Extract to read
====

Systemic discrimination, under-resourcing and outdated vetting practices continue to deny thousands of Kenyans access to national identity documents, according to a senior officer at Namati Kenya and Human Rights Advocate Moses Gowi.
Speaking during a Radio Generation interview on Monday, he said marginalised communities across the country face persistent and unjust barriers when applying for birth certificates and national identity cards, despite meeting all legal requirements for citizenship.
Namati Kenya works with community paralegals in counties including Garissa, Isiolo, Kwale, Nairobi and parts of the Coast, supporting clients who struggle to access nationality documentation.
According to Gowi, these challenges are not isolated to remote regions but are systemic, affecting both rural and urban populations.
“Community paralegals work with people who are denied documents or face unreasonable delays,” he said. “They educate communities on the law, guide them through the process and support them until they eventually receive their documents.”

====

Input data
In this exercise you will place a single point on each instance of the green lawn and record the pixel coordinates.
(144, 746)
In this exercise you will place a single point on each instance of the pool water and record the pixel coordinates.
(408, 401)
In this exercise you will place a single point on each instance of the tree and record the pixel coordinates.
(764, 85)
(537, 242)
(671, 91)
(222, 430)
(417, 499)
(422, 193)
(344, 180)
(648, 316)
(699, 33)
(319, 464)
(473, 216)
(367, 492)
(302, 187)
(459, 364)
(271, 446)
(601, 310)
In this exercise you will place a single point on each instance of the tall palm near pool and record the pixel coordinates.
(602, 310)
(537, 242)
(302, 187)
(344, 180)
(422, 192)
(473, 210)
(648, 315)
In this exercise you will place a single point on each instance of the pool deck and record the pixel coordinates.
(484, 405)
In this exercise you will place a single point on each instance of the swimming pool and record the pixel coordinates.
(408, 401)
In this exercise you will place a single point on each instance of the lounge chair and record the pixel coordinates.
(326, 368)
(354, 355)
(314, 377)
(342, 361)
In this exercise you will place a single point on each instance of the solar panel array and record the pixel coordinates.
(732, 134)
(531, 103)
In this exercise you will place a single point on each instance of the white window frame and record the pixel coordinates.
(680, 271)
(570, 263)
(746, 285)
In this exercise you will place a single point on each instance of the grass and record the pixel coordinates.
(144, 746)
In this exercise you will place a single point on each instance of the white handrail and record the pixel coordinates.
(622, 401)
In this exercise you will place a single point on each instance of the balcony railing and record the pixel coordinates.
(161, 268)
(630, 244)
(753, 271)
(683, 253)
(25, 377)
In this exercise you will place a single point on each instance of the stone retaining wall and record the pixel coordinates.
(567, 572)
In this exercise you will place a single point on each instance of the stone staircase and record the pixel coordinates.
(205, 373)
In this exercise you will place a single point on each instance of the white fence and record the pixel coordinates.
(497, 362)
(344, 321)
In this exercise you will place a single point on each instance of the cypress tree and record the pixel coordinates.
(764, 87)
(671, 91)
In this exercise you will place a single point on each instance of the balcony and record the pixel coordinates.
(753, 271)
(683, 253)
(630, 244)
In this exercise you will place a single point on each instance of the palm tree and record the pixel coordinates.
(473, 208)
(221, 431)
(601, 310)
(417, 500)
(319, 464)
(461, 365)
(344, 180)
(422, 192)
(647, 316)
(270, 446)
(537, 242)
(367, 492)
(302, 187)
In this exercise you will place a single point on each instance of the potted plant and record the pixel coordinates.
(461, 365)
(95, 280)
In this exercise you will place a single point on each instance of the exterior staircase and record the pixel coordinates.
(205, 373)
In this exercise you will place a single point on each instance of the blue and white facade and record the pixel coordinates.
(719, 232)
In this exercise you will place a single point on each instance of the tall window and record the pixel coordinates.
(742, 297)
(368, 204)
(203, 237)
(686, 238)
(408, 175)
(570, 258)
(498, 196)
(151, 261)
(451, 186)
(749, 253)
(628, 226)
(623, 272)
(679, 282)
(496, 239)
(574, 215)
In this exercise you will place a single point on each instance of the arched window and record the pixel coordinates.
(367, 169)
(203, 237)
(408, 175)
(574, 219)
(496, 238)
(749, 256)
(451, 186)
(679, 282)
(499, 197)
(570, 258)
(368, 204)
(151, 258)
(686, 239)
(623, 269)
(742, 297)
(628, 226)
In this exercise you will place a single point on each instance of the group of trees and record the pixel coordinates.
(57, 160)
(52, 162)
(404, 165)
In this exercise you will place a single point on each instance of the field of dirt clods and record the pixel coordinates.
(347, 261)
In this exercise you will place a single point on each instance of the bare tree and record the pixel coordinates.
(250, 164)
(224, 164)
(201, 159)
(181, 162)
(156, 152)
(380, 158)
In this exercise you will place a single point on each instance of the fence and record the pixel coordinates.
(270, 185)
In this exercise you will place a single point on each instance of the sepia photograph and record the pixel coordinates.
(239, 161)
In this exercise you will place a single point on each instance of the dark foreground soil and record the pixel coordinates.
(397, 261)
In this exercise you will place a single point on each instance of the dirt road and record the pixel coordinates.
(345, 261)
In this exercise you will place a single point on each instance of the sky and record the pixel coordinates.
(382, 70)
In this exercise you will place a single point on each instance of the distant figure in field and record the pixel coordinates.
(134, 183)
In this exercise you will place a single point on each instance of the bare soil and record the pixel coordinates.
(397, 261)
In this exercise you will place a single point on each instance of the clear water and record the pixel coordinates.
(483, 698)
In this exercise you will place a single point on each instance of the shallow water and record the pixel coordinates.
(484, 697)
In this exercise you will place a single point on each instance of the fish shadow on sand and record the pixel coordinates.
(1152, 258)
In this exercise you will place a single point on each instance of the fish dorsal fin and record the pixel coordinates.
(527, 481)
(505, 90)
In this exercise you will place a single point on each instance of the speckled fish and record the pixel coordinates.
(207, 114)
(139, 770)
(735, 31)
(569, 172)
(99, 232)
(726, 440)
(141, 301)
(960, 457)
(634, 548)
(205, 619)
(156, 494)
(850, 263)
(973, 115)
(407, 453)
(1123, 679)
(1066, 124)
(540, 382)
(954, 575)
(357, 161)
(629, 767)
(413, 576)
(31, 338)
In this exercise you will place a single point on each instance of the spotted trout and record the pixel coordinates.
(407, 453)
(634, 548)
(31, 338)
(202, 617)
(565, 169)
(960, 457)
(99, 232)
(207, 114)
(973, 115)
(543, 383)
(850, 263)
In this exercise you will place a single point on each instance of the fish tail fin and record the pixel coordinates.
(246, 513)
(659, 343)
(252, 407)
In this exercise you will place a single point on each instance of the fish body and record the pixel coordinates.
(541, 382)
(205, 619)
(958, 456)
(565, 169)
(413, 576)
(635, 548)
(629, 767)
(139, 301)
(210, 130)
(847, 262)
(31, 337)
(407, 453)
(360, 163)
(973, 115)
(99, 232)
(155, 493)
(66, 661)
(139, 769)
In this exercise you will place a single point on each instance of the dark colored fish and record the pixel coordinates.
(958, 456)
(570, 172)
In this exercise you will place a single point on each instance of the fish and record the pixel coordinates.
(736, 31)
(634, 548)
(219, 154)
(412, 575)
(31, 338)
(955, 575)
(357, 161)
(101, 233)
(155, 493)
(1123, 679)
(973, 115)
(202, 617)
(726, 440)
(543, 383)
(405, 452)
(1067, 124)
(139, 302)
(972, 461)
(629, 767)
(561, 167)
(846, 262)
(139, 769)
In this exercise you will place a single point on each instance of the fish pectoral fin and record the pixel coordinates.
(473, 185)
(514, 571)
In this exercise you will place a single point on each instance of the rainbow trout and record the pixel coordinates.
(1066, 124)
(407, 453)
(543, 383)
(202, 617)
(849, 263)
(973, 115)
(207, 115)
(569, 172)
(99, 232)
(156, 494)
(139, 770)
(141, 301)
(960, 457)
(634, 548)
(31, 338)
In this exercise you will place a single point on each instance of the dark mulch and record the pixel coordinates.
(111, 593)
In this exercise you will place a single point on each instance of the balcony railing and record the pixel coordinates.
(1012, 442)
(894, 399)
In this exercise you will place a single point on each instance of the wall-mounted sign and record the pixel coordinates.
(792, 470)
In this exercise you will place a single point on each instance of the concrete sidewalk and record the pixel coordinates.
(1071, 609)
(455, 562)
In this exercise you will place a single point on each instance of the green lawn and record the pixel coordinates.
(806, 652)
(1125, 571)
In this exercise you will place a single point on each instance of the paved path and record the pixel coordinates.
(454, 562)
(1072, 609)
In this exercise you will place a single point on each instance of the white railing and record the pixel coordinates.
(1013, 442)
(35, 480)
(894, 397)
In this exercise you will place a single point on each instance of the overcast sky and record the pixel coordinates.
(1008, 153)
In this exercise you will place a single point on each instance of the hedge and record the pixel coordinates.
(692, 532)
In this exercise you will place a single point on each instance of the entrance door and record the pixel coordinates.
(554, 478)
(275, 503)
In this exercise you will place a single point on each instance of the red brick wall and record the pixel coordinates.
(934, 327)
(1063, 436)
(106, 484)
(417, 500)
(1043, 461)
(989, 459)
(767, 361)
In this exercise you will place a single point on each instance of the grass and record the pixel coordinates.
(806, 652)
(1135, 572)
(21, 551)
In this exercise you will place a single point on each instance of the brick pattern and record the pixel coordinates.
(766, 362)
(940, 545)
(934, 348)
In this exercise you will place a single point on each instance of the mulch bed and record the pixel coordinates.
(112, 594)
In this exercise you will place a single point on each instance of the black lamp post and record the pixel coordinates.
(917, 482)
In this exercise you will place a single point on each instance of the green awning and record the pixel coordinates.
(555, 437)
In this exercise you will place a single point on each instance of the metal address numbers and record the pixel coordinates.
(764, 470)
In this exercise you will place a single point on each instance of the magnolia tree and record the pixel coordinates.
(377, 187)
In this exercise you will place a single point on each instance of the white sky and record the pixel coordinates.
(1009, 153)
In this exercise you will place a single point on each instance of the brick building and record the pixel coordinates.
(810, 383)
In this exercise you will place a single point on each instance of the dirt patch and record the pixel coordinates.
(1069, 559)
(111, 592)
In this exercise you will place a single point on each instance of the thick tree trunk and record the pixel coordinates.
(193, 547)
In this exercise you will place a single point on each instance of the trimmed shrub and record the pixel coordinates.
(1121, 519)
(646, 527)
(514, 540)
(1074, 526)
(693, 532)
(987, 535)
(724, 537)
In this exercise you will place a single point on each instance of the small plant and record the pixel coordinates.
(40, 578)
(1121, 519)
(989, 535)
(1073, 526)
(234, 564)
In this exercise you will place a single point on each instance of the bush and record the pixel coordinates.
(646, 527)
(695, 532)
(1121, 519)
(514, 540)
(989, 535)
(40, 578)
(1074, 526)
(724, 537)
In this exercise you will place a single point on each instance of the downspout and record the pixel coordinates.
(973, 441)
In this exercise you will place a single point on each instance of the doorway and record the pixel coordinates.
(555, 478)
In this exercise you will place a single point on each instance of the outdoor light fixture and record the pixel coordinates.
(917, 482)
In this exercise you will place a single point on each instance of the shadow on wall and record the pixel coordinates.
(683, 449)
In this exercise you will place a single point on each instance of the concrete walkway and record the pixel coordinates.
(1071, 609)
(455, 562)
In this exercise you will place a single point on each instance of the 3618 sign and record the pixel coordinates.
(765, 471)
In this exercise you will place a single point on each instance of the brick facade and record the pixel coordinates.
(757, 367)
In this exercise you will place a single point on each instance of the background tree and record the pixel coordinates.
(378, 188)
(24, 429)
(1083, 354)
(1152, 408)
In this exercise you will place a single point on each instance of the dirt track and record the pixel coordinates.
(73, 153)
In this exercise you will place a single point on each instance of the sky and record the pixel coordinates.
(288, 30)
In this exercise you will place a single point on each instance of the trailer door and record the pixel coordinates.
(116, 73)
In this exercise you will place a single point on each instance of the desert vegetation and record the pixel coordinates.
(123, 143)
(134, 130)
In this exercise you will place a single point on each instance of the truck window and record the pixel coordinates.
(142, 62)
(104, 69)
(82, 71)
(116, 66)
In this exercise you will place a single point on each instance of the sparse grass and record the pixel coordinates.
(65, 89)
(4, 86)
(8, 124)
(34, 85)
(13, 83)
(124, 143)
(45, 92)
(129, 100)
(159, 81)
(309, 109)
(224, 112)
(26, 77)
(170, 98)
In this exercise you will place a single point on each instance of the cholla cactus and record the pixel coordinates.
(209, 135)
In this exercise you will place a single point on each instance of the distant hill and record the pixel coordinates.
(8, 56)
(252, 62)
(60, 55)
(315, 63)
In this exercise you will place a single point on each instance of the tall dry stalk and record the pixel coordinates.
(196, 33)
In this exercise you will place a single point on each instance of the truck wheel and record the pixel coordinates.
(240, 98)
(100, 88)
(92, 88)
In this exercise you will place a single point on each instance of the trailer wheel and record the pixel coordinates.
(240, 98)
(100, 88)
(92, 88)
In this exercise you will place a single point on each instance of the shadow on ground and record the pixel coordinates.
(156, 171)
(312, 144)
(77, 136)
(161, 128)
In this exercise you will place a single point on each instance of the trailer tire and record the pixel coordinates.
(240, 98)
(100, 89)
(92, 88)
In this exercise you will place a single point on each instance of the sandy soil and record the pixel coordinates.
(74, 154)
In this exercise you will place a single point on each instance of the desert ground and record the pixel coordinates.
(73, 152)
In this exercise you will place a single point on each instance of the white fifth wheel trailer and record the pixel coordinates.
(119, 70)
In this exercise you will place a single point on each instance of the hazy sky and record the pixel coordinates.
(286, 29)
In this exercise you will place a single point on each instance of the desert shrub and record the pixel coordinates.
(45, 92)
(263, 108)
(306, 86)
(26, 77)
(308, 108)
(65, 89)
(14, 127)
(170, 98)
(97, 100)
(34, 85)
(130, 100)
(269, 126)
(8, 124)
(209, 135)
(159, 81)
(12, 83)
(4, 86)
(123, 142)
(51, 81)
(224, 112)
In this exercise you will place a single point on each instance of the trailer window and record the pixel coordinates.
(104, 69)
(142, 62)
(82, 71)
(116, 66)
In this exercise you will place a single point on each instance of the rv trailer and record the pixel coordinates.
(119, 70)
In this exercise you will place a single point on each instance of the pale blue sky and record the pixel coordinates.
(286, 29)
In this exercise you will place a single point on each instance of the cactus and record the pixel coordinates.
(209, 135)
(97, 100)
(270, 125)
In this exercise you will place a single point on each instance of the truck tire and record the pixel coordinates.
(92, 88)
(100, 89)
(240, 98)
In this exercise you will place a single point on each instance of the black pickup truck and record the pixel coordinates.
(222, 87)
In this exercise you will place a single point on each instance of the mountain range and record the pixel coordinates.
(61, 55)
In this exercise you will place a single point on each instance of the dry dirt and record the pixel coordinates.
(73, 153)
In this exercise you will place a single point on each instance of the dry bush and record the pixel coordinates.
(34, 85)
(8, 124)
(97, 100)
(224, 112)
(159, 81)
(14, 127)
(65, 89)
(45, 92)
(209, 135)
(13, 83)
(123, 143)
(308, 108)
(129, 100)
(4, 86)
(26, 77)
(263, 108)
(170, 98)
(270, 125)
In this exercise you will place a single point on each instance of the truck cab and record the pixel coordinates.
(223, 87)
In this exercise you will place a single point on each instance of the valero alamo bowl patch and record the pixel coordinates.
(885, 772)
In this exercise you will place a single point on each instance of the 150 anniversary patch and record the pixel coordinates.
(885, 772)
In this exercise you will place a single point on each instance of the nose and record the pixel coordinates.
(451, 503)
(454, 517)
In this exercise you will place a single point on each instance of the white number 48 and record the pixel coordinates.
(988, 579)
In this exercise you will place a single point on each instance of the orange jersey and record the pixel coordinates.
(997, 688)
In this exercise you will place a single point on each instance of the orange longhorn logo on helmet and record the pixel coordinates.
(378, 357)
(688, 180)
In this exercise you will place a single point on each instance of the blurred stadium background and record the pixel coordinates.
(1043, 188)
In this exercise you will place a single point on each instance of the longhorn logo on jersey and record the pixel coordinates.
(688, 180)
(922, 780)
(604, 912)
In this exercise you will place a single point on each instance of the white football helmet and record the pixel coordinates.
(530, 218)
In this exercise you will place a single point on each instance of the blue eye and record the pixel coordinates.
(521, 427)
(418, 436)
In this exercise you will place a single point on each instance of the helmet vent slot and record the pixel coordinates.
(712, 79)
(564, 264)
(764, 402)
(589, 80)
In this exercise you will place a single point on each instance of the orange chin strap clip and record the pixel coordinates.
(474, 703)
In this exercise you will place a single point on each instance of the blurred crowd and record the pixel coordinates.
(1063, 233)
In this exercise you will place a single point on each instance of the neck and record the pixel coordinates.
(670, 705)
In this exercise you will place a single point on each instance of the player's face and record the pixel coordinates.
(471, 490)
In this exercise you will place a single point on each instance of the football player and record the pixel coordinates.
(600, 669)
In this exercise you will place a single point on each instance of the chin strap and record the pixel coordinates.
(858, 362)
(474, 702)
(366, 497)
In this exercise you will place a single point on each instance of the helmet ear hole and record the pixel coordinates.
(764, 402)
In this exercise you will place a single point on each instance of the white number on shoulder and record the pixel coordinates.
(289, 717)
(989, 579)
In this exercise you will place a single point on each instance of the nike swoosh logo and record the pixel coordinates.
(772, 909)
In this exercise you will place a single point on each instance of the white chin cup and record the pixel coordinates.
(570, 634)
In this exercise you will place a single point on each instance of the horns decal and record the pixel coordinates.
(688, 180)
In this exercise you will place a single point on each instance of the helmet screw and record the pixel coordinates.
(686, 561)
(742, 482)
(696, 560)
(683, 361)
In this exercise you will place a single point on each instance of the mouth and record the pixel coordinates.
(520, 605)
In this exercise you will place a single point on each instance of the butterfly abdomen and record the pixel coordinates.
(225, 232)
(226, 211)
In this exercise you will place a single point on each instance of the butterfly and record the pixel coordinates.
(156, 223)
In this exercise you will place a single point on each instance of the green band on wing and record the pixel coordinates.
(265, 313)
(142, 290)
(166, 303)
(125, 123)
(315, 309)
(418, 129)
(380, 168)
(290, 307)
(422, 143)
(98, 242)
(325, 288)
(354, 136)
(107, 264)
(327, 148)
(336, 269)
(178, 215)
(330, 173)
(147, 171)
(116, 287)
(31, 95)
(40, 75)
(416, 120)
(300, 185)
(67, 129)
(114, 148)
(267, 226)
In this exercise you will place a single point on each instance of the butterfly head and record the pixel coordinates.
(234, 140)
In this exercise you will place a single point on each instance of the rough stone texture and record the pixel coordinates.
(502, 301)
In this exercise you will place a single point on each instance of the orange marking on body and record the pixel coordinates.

====

Problem 1
Put this sentence from the article about identity documents in Kenya into Spanish: "According to Gowi, these challenges are not isolated to remote regions but are systemic, affecting both rural and urban populations."
Problem 2
Transcribe the article about identity documents in Kenya word for word, starting at "Systemic discrimination, under-resourcing" and ending at "and urban populations.".
Rely only on the article about identity documents in Kenya and nothing else.

Response 1
Según Gowi, estos desafíos no se limitan a las regiones remotas, sino que son sistémicos y afectan tanto a la población rural como a la urbana.

Response 2
Systemic discrimination, under-resourcing and outdated vetting practices continue to deny thousands of Kenyans access to national identity documents, according to a senior officer at Namati Kenya and Human Rights Advocate Moses Gowi.
Speaking during a Radio Generation interview on Monday, he said marginalised communities across the country face persistent and unjust barriers when applying for birth certificates and national identity cards, despite meeting all legal requirements for citizenship.
Namati Kenya works with community paralegals in counties including Garissa, Isiolo, Kwale, Nairobi and parts of the Coast, supporting clients who struggle to access nationality documentation.
According to Gowi, these challenges are not isolated to remote regions but are systemic, affecting both rural and urban populations.